▶ [What the task requires]:
Retype the records below from their first line through the line containing "positive clicks: (815, 348)", and include nothing else.

▶ [Records provided]:
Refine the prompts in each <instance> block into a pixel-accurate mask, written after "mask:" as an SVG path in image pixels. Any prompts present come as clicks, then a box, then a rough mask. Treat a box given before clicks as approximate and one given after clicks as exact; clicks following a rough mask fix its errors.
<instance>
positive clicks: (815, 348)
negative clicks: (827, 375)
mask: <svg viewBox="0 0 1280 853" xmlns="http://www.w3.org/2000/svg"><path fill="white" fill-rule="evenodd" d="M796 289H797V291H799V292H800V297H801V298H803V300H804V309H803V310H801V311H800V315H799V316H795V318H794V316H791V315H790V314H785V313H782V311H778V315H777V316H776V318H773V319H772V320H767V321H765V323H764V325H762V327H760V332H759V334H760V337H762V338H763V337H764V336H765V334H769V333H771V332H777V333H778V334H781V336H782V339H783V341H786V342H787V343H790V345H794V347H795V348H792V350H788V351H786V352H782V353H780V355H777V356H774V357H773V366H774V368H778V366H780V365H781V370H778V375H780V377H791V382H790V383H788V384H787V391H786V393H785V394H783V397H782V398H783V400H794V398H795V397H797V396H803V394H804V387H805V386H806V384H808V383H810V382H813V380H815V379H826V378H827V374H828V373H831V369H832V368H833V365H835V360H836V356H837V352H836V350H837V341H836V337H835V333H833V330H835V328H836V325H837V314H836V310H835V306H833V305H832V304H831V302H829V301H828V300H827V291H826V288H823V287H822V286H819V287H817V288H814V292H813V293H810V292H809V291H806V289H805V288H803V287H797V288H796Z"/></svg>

▶ [Written answer]:
Refine the prompts in each <instance> block into a pixel-accurate mask, written after "mask:" as an SVG path in image pixels. Any prompts present come as clicks, then a box, then a rough mask. Treat a box given before clicks as approximate and one given after clicks as exact; clicks following a rough mask fix its errors.
<instance>
positive clicks: (815, 348)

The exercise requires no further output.